What the task asks: Go through the entries below line by line and tally those holding "floral"; write only the tally.

(Records drawn from a dataset)
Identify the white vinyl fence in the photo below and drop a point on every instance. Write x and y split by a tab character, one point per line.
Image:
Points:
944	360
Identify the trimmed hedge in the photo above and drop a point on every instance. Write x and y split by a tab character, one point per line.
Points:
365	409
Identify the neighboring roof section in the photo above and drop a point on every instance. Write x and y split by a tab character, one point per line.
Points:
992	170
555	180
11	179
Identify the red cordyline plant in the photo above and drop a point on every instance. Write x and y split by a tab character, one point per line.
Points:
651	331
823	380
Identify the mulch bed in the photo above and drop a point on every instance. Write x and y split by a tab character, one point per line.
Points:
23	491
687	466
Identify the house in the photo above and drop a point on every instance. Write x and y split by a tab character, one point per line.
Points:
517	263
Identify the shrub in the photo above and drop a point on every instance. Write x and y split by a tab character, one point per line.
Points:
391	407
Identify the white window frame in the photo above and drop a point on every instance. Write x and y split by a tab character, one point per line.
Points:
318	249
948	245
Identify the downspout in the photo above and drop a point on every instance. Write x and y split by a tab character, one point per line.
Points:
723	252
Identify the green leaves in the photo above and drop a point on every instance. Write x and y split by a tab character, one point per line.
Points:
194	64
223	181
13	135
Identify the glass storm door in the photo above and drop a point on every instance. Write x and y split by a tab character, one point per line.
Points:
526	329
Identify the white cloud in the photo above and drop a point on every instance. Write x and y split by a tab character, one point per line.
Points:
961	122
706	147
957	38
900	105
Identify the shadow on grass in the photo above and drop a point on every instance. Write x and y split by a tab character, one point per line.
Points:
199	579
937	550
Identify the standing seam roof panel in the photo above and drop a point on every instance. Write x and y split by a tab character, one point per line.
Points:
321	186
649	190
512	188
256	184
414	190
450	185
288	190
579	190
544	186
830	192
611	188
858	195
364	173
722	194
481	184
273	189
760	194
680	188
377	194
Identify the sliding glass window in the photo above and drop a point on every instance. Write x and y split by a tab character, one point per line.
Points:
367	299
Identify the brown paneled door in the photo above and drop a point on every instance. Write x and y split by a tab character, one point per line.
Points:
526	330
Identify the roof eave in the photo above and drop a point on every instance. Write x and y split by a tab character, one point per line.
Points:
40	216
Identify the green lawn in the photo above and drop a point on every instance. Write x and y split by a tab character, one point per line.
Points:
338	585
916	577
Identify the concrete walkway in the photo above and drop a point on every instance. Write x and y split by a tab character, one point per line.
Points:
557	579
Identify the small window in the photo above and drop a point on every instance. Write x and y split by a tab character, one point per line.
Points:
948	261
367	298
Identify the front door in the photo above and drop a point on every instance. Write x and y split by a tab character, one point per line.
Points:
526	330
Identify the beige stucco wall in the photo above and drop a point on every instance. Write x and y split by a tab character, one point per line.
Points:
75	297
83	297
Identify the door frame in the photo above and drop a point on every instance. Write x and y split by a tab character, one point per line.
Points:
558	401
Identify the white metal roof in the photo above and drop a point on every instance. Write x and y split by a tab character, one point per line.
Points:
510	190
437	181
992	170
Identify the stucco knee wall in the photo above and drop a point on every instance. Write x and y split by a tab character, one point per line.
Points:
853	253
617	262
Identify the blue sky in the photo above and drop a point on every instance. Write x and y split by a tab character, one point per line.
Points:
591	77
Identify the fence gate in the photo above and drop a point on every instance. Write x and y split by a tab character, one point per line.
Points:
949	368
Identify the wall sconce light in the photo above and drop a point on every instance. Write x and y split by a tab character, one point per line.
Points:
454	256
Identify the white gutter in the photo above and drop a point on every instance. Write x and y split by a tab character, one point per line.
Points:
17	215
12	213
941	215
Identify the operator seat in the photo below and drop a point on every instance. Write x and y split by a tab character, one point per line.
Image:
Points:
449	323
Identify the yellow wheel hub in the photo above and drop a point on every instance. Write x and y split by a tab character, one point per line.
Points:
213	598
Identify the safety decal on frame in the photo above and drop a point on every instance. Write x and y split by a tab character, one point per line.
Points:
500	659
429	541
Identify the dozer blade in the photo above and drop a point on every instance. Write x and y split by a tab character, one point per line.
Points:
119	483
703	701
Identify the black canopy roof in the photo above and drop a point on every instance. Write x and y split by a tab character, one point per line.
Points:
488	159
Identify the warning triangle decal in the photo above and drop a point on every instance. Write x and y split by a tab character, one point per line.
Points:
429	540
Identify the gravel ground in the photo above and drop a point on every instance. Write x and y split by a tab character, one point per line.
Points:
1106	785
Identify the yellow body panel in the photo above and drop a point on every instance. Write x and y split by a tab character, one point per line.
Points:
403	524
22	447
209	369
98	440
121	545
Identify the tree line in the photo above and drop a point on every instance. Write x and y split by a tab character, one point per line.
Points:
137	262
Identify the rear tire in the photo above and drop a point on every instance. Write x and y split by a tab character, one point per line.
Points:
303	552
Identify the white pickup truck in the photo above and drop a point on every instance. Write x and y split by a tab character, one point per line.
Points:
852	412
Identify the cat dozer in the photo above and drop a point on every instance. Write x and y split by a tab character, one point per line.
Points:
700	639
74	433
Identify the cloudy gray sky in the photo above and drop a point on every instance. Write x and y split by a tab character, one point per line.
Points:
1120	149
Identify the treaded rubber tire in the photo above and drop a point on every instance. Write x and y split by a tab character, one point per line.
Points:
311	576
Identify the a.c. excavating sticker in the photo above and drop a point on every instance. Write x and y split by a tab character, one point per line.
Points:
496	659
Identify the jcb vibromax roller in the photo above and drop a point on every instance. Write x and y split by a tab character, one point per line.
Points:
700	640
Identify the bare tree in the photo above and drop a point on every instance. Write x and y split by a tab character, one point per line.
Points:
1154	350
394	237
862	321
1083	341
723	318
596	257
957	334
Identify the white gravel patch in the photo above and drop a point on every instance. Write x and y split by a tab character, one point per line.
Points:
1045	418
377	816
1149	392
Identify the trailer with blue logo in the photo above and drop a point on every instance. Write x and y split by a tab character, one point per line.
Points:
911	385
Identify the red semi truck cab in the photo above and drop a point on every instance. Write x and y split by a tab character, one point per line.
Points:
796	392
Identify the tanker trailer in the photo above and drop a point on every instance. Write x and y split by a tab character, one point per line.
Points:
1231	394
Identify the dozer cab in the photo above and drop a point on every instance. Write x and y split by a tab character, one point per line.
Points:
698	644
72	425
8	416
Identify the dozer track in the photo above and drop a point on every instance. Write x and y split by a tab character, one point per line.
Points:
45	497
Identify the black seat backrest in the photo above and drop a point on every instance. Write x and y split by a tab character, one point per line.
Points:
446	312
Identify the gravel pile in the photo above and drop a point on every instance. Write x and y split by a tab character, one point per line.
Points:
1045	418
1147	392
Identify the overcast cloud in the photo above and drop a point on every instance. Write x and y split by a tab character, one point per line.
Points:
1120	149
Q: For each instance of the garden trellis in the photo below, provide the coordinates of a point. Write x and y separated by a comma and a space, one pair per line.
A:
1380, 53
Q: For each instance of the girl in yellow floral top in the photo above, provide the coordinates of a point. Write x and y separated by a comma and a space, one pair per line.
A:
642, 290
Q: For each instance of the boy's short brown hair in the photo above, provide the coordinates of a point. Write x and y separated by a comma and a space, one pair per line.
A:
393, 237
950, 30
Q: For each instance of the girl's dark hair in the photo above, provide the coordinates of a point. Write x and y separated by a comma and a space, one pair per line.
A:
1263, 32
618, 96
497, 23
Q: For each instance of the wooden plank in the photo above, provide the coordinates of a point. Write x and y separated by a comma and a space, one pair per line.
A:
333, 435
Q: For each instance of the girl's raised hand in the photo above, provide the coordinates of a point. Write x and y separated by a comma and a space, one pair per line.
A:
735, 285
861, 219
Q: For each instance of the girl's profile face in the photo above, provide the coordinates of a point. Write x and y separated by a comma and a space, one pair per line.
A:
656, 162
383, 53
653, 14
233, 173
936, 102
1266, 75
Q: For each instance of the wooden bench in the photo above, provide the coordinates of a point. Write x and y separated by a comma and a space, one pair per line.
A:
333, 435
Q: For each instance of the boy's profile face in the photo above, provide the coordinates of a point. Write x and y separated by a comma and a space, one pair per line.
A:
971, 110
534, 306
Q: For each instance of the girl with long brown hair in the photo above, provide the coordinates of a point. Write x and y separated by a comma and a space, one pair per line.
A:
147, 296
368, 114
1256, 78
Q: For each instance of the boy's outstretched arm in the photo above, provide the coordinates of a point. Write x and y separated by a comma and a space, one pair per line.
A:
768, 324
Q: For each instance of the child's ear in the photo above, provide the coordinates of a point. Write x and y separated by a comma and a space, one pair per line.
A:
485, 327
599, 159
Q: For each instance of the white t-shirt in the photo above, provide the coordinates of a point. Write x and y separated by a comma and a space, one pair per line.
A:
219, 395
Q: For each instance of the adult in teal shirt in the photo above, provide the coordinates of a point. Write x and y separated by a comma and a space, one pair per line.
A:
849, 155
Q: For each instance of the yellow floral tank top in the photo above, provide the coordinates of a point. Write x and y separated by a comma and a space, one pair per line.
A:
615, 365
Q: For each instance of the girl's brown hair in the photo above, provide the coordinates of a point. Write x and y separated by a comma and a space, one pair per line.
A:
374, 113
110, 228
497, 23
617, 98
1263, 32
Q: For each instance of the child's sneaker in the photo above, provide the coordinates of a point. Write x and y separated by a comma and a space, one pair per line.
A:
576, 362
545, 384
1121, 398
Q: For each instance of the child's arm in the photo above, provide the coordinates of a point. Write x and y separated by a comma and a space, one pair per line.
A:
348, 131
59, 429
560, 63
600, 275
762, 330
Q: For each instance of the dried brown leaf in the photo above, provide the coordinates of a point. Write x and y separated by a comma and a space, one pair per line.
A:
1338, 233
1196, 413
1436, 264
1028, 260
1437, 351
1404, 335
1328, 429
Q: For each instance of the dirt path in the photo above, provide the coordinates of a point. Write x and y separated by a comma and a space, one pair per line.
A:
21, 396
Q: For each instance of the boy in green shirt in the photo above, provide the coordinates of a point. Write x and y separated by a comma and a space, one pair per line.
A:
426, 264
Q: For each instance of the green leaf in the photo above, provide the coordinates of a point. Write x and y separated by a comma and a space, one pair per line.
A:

Response for this exercise: 2